→ Travail demandé
Renommez « élèves » en « étudiants » en recopiant le texte fourni, en commençant par « Maintenant que mes » et en allant jusqu'à « motivation nous quitte. ».

→ Texte fourni
───

Maintenant que mes enfants dont partis, je le dis qu’il est temps de faire autre chose, de développer de nouvelles compétences, de vivre d’autres expériences.
La relation avec les élèves me manquera certainement. C’est ce qui est beau dans ce métier et qui aide, comme tu le dis, à « tenir » quand la motivation nous quitte.
Belle semaine à toi aussi,
Bises
Merci beaucoup Natacha ❤️
J’ai consulté à plusieurs reprises une hypnothérapeute, et en discutant avec elle en fin de séance, j’ai appris que la majorité de ses patients en souffrance psychique étaient des enseignants/profs. Je crois que les personnes hors Education Nationale ne se rendent pas compte de la réalité du terrain, et idéalisent le métier.
Quand je parle à mes proches de mon envie de me reconvertir, la réaction immédiate est souvent de l’incompréhension, ils me disent que je suis folle de vouloir quitter cette sécurité d’emploi, ce statut de fonctionnaire… Et puis bien sûr, ils me disent aussi que j’ai une chance folle d’avoir tant de vacances, d’avoir des horaires confortables…
Moi même j’ai conscience de ces avantages non négligeables, mais de sur l’autre plateau de la balance, il y a toutes les contraintes et la réalité du terrain, le sentiment d’être enfermée, d’avoir perdu toute liberté. Je ne supporte plus la hiérarchie et la structure pyramidale avec tous ces maillons, l’inspection académique, le rectorat, le ministère… Je me sens déshumanisée, en manque de reconnaissance permanent.

───

→ Extraits de lignes
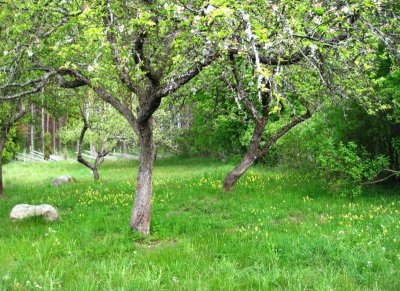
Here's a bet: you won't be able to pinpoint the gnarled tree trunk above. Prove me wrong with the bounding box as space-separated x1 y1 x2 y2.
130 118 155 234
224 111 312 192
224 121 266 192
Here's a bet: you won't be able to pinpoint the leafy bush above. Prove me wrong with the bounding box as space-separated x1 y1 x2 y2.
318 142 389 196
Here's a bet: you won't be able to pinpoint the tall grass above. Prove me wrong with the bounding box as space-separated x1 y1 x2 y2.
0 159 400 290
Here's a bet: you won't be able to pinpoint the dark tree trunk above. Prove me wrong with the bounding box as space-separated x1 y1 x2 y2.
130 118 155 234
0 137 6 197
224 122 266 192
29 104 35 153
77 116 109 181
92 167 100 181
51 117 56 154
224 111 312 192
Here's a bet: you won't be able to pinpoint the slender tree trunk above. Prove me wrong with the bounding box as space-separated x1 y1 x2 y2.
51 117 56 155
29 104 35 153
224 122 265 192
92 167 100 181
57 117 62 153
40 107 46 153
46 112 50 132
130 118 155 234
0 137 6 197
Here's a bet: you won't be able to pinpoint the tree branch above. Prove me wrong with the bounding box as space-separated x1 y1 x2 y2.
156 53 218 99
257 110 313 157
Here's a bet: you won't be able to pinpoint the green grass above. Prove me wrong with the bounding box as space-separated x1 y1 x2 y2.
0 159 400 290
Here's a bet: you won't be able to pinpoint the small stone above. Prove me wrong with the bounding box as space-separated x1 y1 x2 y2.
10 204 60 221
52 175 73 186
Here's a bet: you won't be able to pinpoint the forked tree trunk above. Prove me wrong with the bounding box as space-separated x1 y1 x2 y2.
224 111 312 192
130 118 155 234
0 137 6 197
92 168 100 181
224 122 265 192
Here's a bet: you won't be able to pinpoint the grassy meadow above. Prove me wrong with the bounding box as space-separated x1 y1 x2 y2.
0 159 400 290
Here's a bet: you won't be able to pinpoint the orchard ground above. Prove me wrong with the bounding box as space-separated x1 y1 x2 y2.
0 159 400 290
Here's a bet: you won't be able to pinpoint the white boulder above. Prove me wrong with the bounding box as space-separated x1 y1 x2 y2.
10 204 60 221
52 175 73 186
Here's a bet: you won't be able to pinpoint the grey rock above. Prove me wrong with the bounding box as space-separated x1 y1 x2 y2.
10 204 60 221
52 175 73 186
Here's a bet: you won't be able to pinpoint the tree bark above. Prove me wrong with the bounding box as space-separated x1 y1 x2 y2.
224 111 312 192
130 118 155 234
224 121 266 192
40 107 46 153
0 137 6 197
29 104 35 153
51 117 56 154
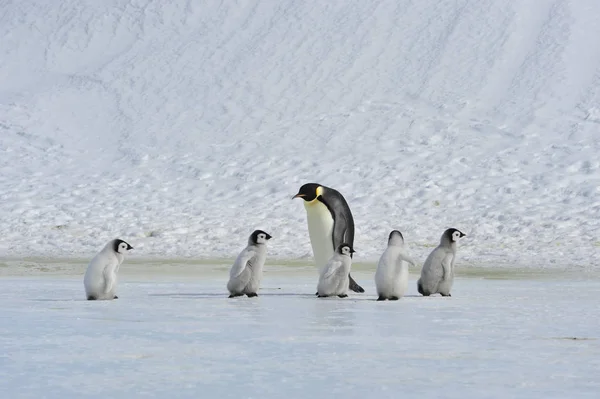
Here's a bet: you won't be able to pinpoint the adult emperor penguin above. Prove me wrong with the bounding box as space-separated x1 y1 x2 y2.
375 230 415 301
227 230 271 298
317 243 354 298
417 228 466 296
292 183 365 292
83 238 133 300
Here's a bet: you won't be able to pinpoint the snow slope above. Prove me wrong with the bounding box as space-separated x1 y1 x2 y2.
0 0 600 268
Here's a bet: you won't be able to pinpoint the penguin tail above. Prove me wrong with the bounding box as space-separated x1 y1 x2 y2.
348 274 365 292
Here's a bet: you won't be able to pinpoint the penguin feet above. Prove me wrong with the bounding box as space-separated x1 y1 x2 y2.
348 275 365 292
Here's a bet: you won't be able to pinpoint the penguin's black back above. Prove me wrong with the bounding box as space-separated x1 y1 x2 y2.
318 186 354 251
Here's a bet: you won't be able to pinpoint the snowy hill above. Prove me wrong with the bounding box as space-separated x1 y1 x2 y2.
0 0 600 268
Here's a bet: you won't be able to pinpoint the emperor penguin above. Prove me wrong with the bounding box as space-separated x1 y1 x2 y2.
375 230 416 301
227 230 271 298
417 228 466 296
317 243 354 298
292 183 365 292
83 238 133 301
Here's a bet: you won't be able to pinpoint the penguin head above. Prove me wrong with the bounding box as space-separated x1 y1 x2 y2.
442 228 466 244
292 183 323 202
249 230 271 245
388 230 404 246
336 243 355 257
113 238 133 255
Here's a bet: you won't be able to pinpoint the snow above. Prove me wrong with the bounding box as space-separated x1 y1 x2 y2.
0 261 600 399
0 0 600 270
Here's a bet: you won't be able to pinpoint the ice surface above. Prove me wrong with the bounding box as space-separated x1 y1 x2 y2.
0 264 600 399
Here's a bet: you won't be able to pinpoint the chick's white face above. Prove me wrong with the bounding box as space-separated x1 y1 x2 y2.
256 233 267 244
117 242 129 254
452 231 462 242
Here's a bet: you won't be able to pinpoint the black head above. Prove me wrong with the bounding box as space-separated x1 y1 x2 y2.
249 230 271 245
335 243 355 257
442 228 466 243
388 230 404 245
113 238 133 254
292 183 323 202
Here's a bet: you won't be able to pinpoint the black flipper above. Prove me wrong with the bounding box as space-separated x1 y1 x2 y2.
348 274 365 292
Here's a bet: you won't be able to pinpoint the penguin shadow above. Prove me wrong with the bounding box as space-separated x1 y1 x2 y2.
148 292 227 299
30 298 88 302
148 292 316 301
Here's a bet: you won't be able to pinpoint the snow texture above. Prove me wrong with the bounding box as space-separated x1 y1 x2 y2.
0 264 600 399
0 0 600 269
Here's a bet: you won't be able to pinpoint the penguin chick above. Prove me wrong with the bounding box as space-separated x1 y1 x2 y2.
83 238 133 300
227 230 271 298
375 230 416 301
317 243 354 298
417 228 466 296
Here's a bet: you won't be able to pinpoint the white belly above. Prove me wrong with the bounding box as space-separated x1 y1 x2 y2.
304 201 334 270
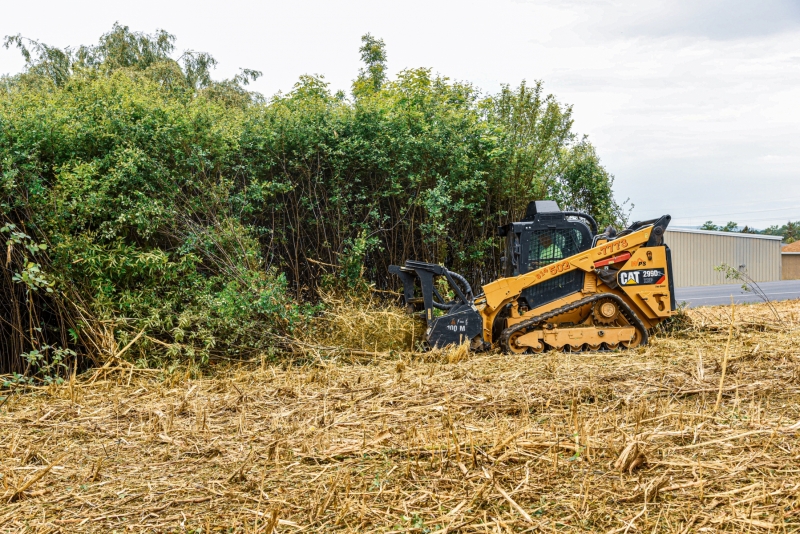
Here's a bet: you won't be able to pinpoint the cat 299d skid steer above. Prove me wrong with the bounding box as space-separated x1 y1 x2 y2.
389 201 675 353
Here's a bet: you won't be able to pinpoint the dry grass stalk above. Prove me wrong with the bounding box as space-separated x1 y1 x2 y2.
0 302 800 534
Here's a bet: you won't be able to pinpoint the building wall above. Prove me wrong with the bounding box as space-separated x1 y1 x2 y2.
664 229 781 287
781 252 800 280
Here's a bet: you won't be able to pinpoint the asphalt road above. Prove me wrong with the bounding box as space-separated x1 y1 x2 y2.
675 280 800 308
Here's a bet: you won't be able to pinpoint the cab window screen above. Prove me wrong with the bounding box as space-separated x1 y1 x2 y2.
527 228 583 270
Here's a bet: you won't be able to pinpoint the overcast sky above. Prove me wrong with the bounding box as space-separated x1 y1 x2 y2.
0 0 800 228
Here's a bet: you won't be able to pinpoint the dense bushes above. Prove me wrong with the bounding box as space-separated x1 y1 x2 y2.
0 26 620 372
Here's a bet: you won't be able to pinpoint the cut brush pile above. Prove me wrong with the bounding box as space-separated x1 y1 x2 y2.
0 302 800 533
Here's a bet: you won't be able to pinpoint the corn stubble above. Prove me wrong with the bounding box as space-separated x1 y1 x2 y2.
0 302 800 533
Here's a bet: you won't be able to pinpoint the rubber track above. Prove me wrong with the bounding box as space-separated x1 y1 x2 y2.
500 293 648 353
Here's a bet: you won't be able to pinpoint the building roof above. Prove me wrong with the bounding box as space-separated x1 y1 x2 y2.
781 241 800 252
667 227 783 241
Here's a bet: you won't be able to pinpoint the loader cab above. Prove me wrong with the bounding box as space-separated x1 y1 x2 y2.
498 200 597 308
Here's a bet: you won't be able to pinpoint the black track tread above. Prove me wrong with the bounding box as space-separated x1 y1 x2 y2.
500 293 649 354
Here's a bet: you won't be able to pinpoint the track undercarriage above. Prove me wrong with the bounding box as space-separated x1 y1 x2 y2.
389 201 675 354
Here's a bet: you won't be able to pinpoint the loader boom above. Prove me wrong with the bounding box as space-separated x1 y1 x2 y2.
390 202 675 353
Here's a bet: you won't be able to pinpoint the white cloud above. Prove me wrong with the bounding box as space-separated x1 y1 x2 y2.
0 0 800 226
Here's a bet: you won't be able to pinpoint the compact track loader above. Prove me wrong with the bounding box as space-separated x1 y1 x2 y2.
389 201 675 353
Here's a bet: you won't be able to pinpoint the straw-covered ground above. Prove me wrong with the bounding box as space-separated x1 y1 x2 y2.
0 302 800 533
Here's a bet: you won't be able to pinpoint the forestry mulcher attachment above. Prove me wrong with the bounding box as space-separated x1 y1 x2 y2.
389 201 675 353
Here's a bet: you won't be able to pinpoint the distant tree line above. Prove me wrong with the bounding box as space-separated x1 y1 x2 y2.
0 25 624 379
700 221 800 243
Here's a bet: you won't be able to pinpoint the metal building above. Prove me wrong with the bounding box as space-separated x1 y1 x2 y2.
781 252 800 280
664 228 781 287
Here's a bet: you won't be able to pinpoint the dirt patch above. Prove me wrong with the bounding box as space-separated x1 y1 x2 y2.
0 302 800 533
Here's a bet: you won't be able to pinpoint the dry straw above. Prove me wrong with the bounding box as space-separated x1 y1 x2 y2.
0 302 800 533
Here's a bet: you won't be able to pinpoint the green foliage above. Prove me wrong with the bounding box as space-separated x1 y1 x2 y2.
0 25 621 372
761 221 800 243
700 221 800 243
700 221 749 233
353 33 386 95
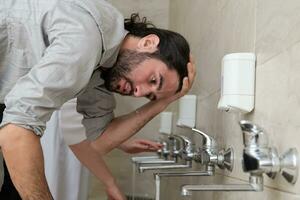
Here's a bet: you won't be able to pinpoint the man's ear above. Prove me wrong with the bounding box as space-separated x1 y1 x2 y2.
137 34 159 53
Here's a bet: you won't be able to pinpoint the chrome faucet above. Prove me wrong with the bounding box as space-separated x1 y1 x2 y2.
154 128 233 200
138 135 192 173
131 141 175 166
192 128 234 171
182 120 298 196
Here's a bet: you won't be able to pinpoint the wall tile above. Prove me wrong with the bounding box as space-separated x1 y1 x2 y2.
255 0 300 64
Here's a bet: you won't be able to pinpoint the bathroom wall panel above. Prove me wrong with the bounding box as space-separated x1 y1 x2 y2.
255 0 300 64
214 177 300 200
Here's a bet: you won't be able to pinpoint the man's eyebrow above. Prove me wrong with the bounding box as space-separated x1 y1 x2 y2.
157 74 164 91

───

→ Réponse rédigée
Maintenant que mes enfants dont partis, je le dis qu’il est temps de faire autre chose, de développer de nouvelles compétences, de vivre d’autres expériences.
La relation avec les étudiants me manquera certainement. C’est ce qui est beau dans ce métier et qui aide, comme tu le dis, à « tenir » quand la motivation nous quitte.